To do. Extract the lines from the first line of the records below through the line containing "Target: blazer cuff", inclusive, and reproduce them exactly as written.

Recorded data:

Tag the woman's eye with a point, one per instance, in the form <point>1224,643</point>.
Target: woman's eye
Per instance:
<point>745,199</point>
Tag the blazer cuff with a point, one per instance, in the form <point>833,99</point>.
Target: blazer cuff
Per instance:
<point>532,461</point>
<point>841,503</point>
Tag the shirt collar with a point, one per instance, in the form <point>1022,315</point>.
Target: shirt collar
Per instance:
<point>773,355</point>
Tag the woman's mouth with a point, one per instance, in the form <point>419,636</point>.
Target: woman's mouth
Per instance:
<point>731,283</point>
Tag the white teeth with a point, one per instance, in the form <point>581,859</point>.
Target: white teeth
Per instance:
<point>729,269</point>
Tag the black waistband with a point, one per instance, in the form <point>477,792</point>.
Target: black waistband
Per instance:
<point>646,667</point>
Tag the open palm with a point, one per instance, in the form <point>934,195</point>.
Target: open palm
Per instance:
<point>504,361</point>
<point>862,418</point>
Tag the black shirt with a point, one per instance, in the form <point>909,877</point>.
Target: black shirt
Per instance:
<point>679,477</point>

Output of the exercise.
Tag the woman's eye with a point, one per instance, in the form <point>1224,643</point>.
Target: woman's eye
Per instance:
<point>745,199</point>
Tag the blazer cuff with a point, one per instance, in the form <point>833,99</point>.
Target: blazer cuff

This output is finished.